- **Passage provided**:
------------------------------------------------
These proposed rules are in considerable tension with the Government's claim that Congress has not really suspended the writ of habeas corpus but rather provided an adequate substitute-- namely, the ability to appeal various combatant status review tribunal and military tribunal decisions to the D.C. Circuit. But an adequate substitute for habeas requires adequate legal representation for those detained. If that is undermined, if attorney-client privilege is not respected, and if lawyers are prevented from knowing about secret evidence used to convict their clients, it is hard to argue that these proceedings are an adequate substitute.

We should not forget this central point: The Justice Department is trying to do everything possible to prevent Guantanamo detainees from having any rights at all. It wants to get as close as it can to what it the Bush Administration sought before Rasul and Hamdan-- a law-free zone. But the more the Justice Department tries to eliminate procedural protections and basic elements of fairness for the detainees, the more it undermines its argument that the detainees have a remedy that is just as good as habeas.

Although Jack does not explicitly say this, and I can't be sure he meant to imply it, what I take from the point he makes here is that, by attempting to choke off every legal recourse available to detainees at Gitmo, the government may actually make itself vulnerable at some point to further legal challenge on those very grounds -- because the "adequate legal protections" the feds insist detainees already have don't exist anymore: the feds have taken them all away. Like a political version of the law of diminishing returns.

Cross-posted at Shakesville.

1 comment:

Judy said...

This move by the administration is the height of judicial hypocrisy. This is the same president that claimed he didn't want judges legislating from the bench. Well, the legislature and agency have spoken to the issues of detainees accessing civilian lawyers and he now seeks to alter the arrangement with a court order rather than going to Congress. This is requesting legislation from the bench because in order for the court to grant his request they would have to rewrite the text of those provisions. That is legislating from from the bench, a.k.a. judicial activism.

He is also doing this after signing a law that members of his own party wrote in consultation with him and took heat from both sides for passing. I know because I have been debating attacks of varying types from both sides since the debate began.
------------------------------------------------
- **Records shown**:

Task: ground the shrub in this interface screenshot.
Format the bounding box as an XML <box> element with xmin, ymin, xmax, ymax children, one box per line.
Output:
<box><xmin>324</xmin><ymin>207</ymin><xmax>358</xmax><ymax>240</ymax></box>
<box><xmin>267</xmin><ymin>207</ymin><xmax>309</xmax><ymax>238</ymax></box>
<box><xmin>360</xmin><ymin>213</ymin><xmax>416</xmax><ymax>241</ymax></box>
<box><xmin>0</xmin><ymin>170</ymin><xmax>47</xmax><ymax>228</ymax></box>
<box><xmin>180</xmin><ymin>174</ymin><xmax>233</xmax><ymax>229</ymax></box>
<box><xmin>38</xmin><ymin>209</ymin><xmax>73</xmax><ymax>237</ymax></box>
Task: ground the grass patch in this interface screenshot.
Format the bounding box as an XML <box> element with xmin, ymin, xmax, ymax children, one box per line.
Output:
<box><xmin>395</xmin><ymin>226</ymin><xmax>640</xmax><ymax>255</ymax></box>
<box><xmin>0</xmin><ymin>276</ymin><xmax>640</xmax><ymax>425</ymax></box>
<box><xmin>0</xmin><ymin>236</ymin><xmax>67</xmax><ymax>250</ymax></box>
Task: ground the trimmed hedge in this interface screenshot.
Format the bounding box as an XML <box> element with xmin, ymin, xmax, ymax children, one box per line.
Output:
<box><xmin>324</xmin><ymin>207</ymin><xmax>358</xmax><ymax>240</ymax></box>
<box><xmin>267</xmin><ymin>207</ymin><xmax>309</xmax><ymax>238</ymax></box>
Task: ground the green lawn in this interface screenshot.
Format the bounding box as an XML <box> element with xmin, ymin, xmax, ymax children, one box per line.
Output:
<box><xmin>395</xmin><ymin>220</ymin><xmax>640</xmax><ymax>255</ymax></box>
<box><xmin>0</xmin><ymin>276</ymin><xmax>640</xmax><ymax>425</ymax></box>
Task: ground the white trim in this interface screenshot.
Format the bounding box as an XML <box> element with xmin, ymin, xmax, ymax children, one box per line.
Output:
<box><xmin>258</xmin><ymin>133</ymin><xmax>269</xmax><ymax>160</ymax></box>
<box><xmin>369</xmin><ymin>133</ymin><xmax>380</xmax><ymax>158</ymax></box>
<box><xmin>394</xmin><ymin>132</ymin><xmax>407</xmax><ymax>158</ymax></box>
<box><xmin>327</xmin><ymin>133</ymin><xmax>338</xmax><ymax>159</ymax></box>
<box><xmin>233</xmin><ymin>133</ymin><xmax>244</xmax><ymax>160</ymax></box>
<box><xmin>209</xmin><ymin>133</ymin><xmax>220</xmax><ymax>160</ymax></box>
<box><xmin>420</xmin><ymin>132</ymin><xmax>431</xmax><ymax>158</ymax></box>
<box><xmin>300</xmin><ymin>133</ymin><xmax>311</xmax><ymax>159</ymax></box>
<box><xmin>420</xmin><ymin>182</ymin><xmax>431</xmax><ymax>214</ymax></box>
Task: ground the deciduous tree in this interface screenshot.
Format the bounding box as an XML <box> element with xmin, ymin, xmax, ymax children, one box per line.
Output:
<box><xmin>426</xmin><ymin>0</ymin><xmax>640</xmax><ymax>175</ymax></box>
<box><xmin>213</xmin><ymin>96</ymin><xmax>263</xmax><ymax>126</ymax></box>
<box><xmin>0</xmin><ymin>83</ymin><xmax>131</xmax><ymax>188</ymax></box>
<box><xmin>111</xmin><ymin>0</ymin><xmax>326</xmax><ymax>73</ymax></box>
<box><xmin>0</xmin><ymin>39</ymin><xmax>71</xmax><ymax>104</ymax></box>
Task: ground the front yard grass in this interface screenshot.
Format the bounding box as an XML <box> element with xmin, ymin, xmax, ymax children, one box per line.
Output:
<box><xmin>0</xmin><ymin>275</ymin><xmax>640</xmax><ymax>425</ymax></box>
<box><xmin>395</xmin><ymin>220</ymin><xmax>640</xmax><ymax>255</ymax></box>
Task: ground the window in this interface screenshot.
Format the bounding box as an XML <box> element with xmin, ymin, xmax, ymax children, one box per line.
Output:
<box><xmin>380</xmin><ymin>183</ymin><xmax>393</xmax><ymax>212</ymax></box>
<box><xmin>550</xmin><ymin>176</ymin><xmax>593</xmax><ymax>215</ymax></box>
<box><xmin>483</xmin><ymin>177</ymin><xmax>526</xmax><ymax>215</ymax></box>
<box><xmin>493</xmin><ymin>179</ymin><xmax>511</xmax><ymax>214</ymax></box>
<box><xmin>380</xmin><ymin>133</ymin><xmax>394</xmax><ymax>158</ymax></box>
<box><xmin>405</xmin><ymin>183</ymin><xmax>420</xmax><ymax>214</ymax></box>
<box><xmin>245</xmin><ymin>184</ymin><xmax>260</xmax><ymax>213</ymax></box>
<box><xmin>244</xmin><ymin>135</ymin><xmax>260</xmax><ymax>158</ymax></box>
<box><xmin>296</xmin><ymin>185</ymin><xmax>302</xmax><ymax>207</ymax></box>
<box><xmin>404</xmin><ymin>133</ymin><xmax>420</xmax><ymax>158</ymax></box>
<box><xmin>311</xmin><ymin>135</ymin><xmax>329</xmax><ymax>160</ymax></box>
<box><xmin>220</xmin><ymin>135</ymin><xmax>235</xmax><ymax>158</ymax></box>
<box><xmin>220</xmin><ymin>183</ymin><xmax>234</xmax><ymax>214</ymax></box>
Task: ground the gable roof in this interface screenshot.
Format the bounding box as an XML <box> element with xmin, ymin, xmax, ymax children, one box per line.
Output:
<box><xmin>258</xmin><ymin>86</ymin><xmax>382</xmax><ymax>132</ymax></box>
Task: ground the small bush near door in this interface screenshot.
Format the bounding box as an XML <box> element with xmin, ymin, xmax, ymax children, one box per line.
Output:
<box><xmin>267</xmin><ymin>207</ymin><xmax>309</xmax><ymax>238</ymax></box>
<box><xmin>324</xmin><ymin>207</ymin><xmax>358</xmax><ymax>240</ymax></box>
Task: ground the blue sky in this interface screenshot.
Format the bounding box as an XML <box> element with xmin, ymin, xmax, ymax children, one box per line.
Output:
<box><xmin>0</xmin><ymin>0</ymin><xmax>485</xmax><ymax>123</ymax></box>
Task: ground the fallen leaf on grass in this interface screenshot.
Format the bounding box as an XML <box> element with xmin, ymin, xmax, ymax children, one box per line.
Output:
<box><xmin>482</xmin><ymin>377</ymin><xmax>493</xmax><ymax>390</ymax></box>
------------------------------------------------
- **Problem set**:
A: Copy the passage from the Guantanamo post, starting at "This move by" and ending at "the debate began.".
B: Does the Guantanamo post support each statement? Answer yes or no and quote the deciding words. (i) The commenter says the president had claimed he didn't want judges legislating from the bench. (ii) The writer is certain that Jack meant to imply the point about the government making itself vulnerable. (iii) The Justice Department is described as trying to give Guantanamo detainees more procedural protections.

- **Task answers**:
A:
This move by the administration is the height of judicial hypocrisy. This is the same president that claimed he didn't want judges legislating from the bench. Well, the legislature and agency have spoken to the issues of detainees accessing civilian lawyers and he now seeks to alter the arrangement with a court order rather than going to Congress. This is requesting legislation from the bench because in order for the court to grant his request they would have to rewrite the text of those provisions. That is legislating from from the bench, a.k.a. judicial activism.

He is also doing this after signing a law that members of his own party wrote in consultation with him and took heat from both sides for passing. I know because I have been debating attacks of varying types from both sides since the debate began.

B:
(i) Yes: "This is the same president that claimed he didn't want judges legislating from the bench."
(ii) No: "I can't be sure he meant to imply it"
(iii) No: "The Justice Department is trying to do everything possible to prevent Guantanamo detainees from having any rights at all."